### What the exercise asks
Read the passage about artists and the pandemic, then list every nationality it names among the colleagues the writer contacted.

### Text for analysis
Around November of the year about to end I reached out to colleagues in the arts – actors, painters, conductors, singers, dancers, poets, composers, Germans…Brits…Swiss…Cubans…Canadians… Romanians…Americans of all ages and genders. Some of them are at the start, some at the peak of their careers, some no longer active in their chosen professions.

Rather than asking for opinions on how they and the world of the arts will be transformed, I asked them to share their thoughts and feelings about the current pandemic’s impact on their lives and work.

Here’s what theatre artist Emily Fink, the youngest among them wrote:

Thank you for sharing… I’m sure I’m not alone in the pain and confusion of this time, but it makes me hopeful when we come together to talk about these things.

### Extracted records
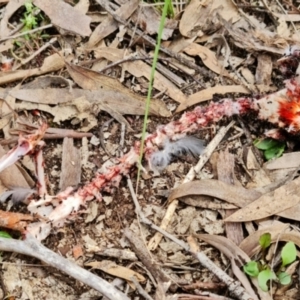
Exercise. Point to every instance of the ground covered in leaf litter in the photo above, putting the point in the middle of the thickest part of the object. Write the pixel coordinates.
(224, 51)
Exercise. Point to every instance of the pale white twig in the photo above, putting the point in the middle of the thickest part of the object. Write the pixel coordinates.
(32, 247)
(155, 240)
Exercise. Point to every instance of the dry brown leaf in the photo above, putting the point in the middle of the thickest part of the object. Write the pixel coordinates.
(261, 39)
(99, 100)
(264, 69)
(208, 58)
(10, 9)
(65, 16)
(288, 17)
(12, 177)
(148, 18)
(279, 232)
(237, 258)
(114, 93)
(112, 268)
(139, 69)
(109, 25)
(269, 204)
(82, 6)
(70, 165)
(51, 63)
(287, 160)
(199, 16)
(215, 188)
(208, 93)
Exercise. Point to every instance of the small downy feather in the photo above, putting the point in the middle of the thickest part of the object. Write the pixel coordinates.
(187, 145)
(18, 194)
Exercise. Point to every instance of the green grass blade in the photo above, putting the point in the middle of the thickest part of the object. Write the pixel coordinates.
(155, 58)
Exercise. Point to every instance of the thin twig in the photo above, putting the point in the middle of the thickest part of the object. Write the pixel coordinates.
(155, 240)
(32, 247)
(140, 290)
(233, 286)
(106, 5)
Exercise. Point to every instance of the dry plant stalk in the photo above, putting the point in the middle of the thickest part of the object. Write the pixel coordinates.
(280, 108)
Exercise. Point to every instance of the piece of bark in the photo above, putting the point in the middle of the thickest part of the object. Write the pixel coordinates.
(70, 166)
(225, 170)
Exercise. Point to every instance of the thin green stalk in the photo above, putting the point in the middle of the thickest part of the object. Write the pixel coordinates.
(155, 58)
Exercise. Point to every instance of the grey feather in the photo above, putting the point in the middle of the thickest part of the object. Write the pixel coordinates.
(18, 194)
(188, 145)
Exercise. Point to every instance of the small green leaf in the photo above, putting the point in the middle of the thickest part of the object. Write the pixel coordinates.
(265, 144)
(288, 253)
(284, 278)
(251, 268)
(265, 240)
(274, 152)
(5, 235)
(263, 277)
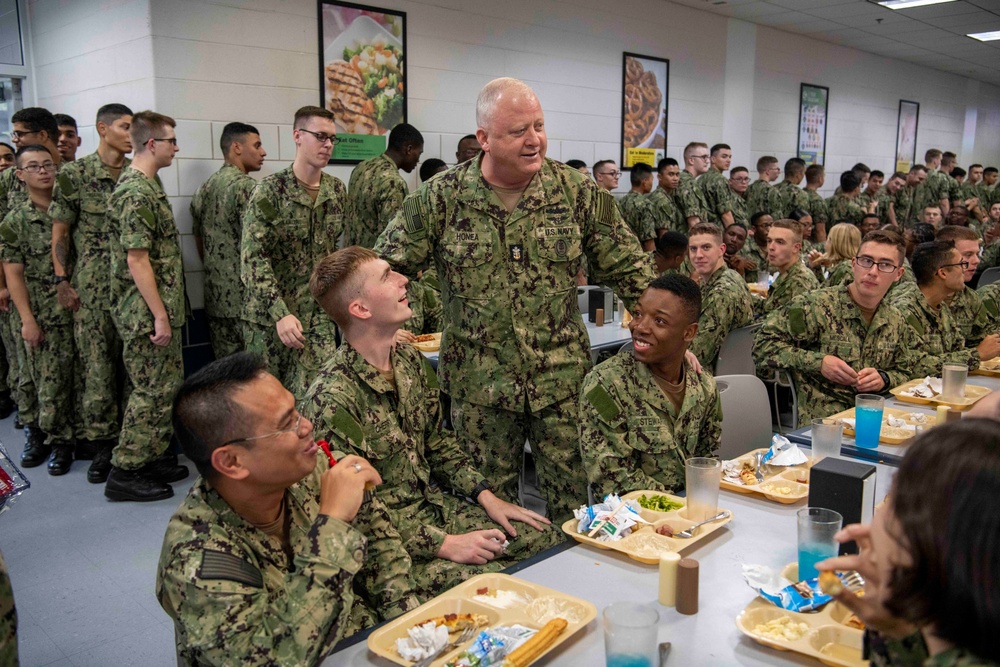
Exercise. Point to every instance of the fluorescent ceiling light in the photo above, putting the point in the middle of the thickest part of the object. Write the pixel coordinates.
(985, 36)
(907, 4)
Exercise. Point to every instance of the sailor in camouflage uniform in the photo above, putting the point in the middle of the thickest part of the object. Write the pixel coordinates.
(784, 242)
(81, 232)
(842, 341)
(26, 248)
(937, 265)
(725, 299)
(146, 253)
(643, 412)
(790, 195)
(294, 219)
(507, 233)
(663, 200)
(382, 402)
(376, 190)
(273, 556)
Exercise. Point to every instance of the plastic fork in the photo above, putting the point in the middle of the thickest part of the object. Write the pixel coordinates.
(466, 635)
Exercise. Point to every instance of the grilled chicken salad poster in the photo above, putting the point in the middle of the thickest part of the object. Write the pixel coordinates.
(362, 79)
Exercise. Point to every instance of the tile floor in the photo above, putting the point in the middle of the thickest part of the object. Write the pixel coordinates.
(83, 570)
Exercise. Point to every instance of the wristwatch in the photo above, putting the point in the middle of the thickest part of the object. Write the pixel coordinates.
(482, 486)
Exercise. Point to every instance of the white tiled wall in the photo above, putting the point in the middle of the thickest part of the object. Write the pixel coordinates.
(208, 62)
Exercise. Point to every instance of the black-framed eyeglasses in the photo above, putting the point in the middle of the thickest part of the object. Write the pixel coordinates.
(964, 264)
(322, 137)
(868, 262)
(296, 429)
(49, 167)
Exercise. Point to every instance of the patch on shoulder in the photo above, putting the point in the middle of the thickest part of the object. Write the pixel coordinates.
(603, 403)
(222, 565)
(348, 426)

### Written answer
Germans, Brits, Swiss, Cubans, Canadians, Romanians, Americans